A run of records
------------------------------------

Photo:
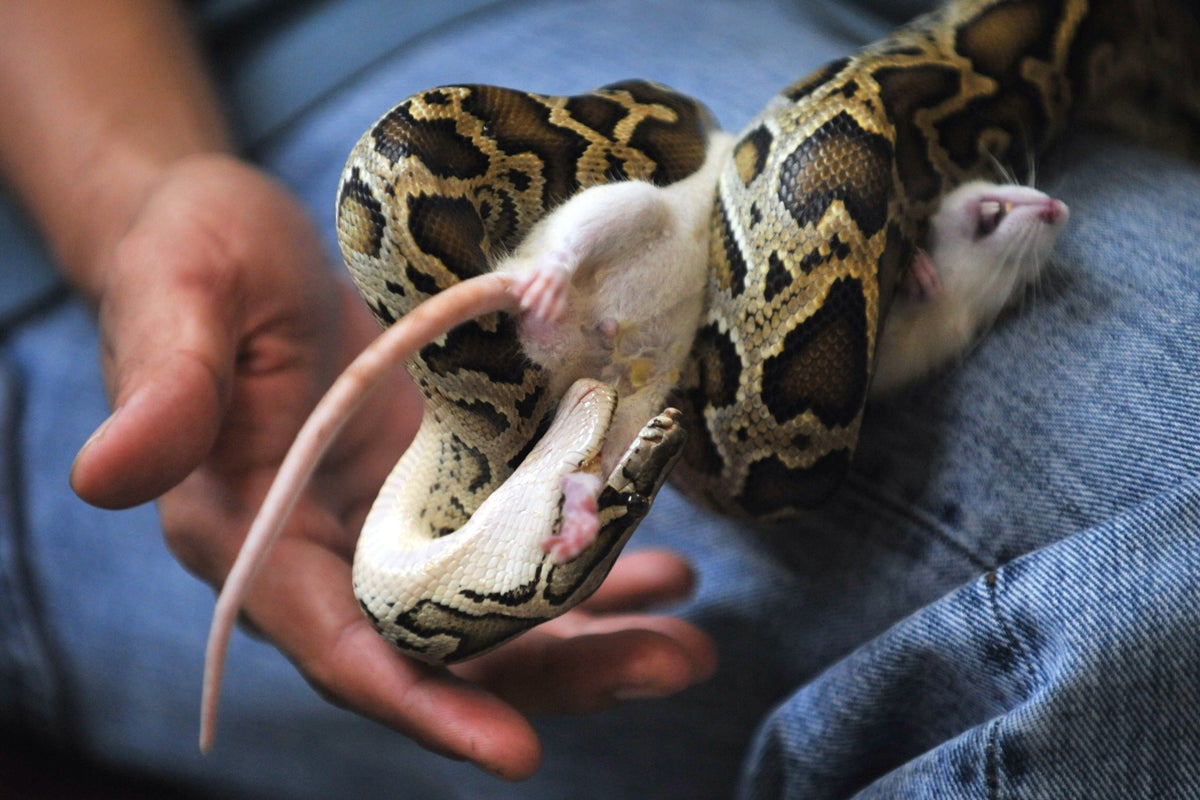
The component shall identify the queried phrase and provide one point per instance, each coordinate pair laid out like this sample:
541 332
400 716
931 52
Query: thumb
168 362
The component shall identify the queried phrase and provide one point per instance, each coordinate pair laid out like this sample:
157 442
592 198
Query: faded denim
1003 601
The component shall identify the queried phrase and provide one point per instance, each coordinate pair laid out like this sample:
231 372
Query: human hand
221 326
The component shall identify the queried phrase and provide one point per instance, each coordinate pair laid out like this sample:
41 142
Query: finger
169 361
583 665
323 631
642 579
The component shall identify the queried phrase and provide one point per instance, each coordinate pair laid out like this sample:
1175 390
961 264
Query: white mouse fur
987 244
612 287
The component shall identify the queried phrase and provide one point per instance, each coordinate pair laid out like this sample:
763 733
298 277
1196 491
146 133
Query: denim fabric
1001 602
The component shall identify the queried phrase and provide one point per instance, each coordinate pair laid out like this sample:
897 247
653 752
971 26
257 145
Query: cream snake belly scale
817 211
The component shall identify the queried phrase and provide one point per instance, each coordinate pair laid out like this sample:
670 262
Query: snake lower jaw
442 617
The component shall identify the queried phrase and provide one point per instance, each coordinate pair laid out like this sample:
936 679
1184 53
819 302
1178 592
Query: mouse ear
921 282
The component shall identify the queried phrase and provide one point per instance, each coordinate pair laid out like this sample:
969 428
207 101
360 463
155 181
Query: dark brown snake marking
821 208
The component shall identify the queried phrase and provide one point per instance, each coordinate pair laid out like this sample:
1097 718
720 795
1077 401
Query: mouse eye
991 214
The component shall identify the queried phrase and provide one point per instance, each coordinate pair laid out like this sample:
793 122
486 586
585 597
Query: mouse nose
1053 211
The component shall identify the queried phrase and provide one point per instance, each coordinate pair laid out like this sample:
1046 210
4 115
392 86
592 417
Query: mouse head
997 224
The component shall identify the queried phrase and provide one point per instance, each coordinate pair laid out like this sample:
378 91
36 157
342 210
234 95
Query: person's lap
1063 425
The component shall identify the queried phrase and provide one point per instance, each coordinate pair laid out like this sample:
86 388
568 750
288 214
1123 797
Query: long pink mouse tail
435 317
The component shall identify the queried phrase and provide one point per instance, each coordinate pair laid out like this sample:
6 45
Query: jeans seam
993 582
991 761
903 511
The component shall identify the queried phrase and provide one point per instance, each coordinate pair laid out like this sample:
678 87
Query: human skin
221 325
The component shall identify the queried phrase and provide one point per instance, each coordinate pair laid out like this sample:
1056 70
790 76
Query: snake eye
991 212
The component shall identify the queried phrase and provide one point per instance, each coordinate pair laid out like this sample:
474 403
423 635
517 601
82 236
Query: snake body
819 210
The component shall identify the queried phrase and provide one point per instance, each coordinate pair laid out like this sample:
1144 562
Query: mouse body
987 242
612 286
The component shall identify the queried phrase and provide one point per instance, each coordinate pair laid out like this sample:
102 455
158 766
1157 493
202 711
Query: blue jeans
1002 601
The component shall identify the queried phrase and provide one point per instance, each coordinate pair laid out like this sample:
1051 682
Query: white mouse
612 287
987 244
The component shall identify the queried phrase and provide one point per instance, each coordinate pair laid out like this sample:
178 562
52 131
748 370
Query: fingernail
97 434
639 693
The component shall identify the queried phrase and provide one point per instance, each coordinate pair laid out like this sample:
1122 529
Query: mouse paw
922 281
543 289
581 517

------------------------------------

(TASK DIRECTIONS):
Repeat all of the data above word for word, minus the pictures.

(RESULT):
Photo:
The component shall identify the queried phrase and provide one point per instance, each coordinate pair laid out like this sample:
541 332
400 716
931 52
Query: thumb
168 362
The component shall identify the queried phrase and provide one point per instance, each coordinate pair laid out like this sample:
157 442
592 198
Query: faded denim
1003 601
The component shall identify the queried phrase and provide one point per instance, each coordinate pair laid out like this sample:
231 372
Query: human hand
221 326
The component shall identify the queried phrase and provide one point per instance, each coordinate pair laid out like this sample:
41 142
Query: finger
169 361
583 665
323 631
642 579
The component shall identify the queried phrase and provide one point per instance, each coordinate pair laid out like this sample:
1175 390
961 264
Query: white mouse fur
987 244
612 287
The component shall identify the queried phrase and provide one point per instance, each coordinate pair laid out like this sample:
763 733
298 277
1196 491
146 133
Query: denim fabric
1001 602
The component shall identify the queried phrase and provide one point per instance, each coordinate pair laid out like this sample:
897 247
653 752
971 26
257 145
Query: cream snake belly scale
817 211
The component shall identify the queried phrase and provide one point per instance, each coordinate pair laid out like this sample:
670 262
Query: snake lower jaw
442 617
The component shall identify the queried phrase and provide one point per instance, each coordinate pair laid out like this sample:
936 679
1184 53
819 302
1178 592
Query: mouse ear
921 282
The component shall identify the queried phrase and provide one point per instance, each coordinate pair laid out like this sample:
969 428
207 101
360 463
155 181
Query: dark brown snake marking
821 208
The component shall identify the queried phrase and provide one point per instance, each coordinate pair laid out like this sample:
1097 718
720 795
1077 401
Query: mouse eye
991 214
The component shall identify the queried phrase and provide one point per instance, each coordinate pair laid out like this sample:
793 122
486 586
585 597
Query: mouse nose
1053 211
The component shall identify the queried phrase and provide one point per instance, each coordinate pair laid out like this sample:
1046 210
4 115
392 86
592 417
Query: mouse head
997 224
The component shall identify the queried phrase and provide one point per instance, each coordinate pair laid out like this sample:
378 91
36 157
342 210
234 95
Query: person's lap
1063 425
The component shall identify the queried phrase and provide one point per instance, each coordinate pair laid out like this sample:
86 388
568 750
288 214
1123 797
Query: long pink mouse tail
435 317
The component shall identify the queried phrase and provide one point per instance, each coordinate pair laid out like this sample:
6 45
Query: jeans seam
993 582
991 761
903 511
The component shall identify the queried phrase and provide one point per instance, each coordinate pair laid out like this sample:
678 87
Query: human skin
221 325
The component shall identify the queried phrase and provide one point per instance, each coordinate pair laid out like this sample:
1056 70
790 76
Query: snake eye
991 212
The component shall identify the queried phrase and provide one point per instance, each coordinate pair laid out like this sample:
474 403
423 635
517 601
82 236
Query: snake body
819 210
The component shall identify the queried phrase and provide one point per instance, each coordinate pair laid out like this sample:
1144 562
Query: mouse body
987 242
612 286
The component shall identify the queried phrase and provide one point per instance, each coordinate pair laid out like this sample:
102 455
158 766
1157 493
202 711
Query: blue jeans
1002 601
The component shall identify the queried phrase and provide one point per instance, each coordinate pair laid out like this sample:
1051 682
Query: white mouse
612 287
987 244
The component shall identify the queried phrase and provide one point per instance, each coordinate pair laid out like this sample:
178 562
52 131
748 370
Query: fingernail
97 434
639 693
The component shall identify the queried phrase and provide one point per instance, each coordinate pair laid out like this sample:
1122 529
Query: mouse paw
922 281
543 289
581 517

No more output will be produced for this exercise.